▶ **Your instructions**: Go through the data below and work out how many lines contain "elderly"; the answer is the number alone.

[Records contained in a dataset]
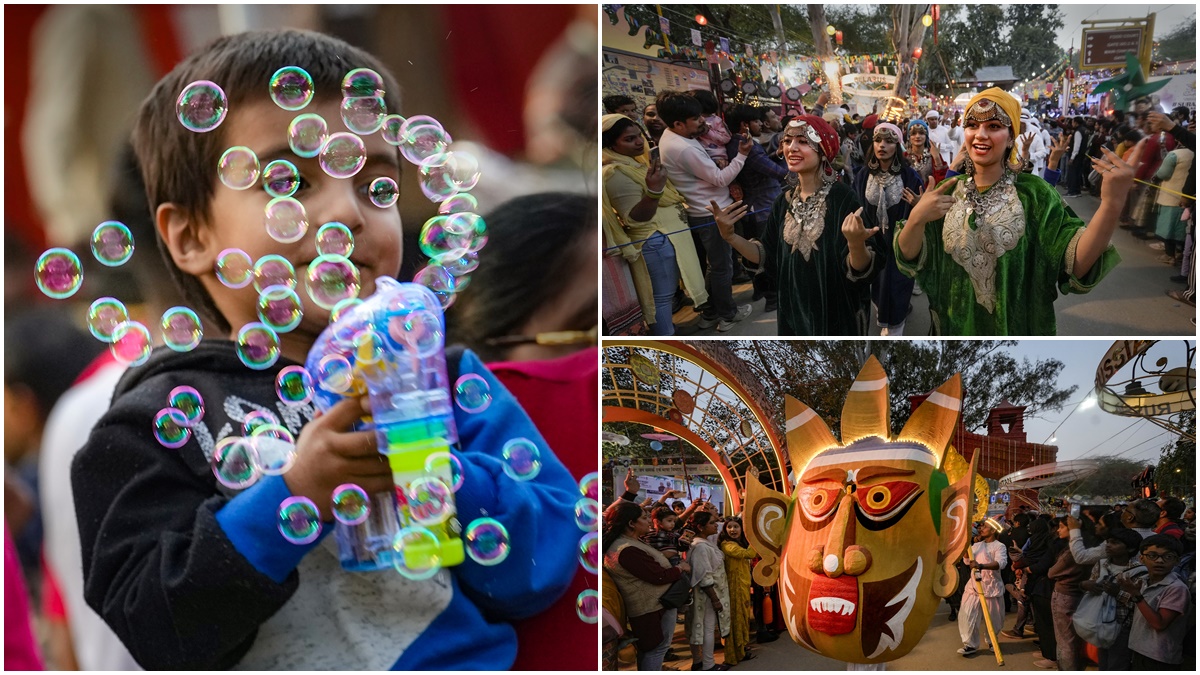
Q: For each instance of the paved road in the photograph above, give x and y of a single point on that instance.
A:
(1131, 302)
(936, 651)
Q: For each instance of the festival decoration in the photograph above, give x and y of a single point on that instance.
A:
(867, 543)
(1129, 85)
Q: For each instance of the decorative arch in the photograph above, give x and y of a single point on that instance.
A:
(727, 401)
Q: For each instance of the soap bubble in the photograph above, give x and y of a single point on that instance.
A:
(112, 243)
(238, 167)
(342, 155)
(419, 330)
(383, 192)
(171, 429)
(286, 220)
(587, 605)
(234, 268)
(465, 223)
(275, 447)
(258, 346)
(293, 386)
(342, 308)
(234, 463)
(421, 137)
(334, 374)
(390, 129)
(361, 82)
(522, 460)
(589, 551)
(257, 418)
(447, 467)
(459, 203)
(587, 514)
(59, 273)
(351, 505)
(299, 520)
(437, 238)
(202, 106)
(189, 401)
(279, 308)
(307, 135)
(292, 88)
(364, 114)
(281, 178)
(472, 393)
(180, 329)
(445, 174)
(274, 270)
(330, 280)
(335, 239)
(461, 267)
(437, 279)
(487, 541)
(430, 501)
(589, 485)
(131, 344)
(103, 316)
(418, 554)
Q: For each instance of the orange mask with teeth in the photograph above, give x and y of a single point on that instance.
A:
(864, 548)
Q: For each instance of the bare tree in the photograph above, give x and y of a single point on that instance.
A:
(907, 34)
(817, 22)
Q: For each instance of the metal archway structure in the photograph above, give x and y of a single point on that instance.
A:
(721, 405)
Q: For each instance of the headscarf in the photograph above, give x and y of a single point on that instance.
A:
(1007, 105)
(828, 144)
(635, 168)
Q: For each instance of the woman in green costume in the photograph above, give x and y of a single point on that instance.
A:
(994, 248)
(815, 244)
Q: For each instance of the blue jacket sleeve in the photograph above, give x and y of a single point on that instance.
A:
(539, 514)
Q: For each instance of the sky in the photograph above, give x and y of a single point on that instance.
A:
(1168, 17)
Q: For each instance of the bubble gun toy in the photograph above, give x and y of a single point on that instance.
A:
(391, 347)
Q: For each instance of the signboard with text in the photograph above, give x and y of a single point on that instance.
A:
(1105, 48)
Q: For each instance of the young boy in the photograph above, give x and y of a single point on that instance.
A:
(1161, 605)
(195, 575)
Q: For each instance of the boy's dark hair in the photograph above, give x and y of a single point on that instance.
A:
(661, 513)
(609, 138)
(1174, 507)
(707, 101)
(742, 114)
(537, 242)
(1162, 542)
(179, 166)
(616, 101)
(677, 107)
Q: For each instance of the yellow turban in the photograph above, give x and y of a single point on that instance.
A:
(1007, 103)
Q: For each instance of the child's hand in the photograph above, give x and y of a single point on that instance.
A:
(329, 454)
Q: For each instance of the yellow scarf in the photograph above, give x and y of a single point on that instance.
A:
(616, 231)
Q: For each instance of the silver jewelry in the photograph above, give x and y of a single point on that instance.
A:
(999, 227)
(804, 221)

---

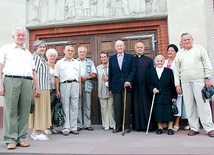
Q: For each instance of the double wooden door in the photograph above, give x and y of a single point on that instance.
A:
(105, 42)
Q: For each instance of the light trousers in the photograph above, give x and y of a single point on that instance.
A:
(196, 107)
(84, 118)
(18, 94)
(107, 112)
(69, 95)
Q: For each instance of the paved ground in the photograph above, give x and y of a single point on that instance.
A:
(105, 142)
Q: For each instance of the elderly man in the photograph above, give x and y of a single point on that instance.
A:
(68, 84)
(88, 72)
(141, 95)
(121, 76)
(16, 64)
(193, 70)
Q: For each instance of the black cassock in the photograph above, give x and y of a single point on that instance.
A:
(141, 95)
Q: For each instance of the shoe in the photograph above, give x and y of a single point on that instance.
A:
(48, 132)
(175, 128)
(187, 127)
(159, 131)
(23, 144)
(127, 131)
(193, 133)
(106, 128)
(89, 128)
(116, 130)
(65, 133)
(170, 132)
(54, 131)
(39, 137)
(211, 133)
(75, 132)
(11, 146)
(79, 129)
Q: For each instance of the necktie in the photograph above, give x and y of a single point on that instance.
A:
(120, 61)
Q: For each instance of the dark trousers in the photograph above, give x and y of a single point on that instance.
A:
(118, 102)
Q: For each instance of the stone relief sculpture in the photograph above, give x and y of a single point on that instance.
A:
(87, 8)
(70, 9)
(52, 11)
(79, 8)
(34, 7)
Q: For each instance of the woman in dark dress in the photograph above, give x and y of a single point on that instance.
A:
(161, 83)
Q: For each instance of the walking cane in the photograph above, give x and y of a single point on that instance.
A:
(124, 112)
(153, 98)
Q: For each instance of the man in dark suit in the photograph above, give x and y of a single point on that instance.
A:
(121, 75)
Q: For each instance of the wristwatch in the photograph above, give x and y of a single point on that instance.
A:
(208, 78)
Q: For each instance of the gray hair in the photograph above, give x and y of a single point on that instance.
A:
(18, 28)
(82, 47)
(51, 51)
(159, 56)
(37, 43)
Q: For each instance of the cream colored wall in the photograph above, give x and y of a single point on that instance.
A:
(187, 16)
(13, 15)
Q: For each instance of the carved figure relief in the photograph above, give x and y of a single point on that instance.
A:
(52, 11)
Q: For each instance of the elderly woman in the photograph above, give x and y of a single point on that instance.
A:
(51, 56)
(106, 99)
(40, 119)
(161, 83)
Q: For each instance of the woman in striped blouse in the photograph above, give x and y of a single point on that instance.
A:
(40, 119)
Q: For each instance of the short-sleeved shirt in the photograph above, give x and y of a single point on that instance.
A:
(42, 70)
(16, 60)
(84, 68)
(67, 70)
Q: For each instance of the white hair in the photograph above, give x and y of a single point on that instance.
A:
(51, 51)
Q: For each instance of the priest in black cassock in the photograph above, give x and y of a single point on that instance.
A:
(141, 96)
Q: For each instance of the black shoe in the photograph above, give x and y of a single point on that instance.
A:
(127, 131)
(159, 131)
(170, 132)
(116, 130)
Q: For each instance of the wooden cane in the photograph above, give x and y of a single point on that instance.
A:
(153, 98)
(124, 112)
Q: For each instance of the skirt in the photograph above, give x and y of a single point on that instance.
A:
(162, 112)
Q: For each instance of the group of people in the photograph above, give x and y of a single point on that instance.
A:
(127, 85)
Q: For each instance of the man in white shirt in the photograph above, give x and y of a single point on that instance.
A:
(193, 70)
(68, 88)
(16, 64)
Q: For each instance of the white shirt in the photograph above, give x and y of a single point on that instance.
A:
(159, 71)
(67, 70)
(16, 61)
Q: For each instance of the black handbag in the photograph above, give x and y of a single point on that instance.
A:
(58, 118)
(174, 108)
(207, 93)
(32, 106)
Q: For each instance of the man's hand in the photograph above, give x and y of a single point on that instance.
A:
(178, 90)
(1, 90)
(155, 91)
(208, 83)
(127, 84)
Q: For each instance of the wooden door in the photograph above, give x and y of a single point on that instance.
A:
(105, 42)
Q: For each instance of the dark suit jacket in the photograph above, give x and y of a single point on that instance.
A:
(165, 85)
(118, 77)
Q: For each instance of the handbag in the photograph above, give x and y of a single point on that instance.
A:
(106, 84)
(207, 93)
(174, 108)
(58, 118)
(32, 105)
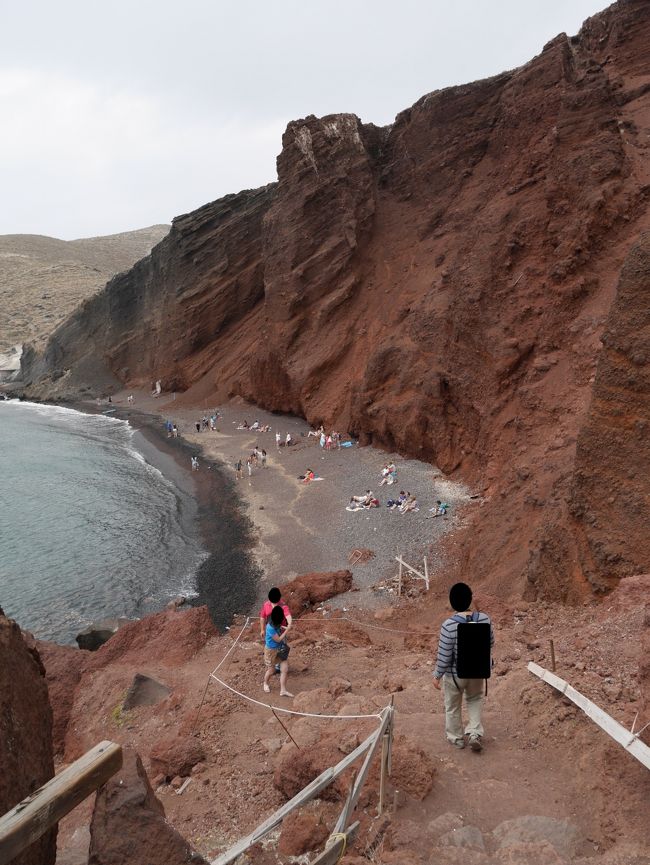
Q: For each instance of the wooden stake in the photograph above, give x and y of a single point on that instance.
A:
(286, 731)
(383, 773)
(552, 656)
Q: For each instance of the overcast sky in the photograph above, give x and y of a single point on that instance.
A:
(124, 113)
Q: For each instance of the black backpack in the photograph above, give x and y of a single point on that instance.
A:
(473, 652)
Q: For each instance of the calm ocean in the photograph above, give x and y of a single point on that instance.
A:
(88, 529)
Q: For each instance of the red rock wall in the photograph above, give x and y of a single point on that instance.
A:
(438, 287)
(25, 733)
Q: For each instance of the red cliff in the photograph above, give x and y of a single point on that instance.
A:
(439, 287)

* * *

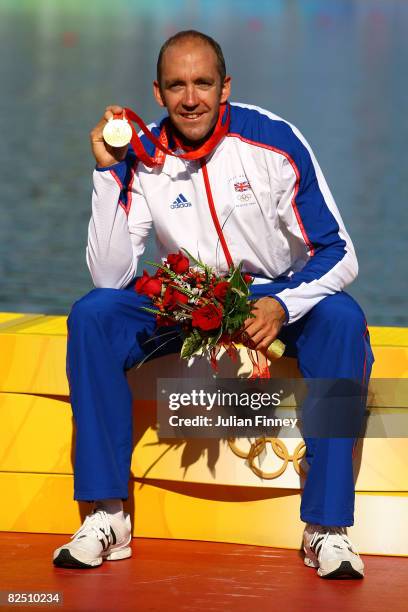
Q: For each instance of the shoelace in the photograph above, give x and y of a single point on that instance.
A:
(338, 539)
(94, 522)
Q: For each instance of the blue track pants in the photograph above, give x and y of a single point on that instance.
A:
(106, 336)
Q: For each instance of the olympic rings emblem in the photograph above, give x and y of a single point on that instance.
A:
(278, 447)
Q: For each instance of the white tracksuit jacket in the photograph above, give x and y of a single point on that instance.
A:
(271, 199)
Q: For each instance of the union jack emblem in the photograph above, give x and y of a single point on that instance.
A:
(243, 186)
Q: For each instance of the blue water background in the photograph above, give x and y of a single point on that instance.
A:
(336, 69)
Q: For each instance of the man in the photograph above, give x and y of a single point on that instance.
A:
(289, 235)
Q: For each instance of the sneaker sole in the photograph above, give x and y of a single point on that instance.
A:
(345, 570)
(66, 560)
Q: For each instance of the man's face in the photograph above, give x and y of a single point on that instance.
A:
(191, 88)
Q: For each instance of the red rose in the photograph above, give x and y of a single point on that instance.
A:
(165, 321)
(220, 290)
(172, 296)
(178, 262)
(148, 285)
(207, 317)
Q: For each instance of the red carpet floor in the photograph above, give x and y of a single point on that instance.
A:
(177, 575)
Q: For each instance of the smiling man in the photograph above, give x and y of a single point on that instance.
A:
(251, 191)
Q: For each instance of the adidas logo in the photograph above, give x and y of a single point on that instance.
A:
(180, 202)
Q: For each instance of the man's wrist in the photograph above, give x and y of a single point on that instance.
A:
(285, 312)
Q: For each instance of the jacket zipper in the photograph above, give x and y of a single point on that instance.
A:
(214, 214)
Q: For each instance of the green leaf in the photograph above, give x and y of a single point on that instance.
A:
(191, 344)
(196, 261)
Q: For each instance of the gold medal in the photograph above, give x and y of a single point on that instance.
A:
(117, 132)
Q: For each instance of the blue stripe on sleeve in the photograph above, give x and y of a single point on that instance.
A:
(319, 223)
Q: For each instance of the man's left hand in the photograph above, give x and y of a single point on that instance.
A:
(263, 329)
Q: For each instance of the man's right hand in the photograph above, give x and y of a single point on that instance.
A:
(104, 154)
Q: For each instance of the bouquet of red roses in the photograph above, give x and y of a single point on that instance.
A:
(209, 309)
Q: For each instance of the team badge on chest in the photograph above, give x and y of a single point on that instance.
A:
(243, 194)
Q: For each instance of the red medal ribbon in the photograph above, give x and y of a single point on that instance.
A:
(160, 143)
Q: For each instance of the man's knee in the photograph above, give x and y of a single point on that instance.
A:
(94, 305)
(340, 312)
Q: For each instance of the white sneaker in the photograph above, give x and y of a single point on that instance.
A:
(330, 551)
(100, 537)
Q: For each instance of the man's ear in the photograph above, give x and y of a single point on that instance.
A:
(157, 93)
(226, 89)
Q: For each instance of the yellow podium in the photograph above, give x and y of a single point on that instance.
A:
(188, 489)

▶ **Written answer**: 2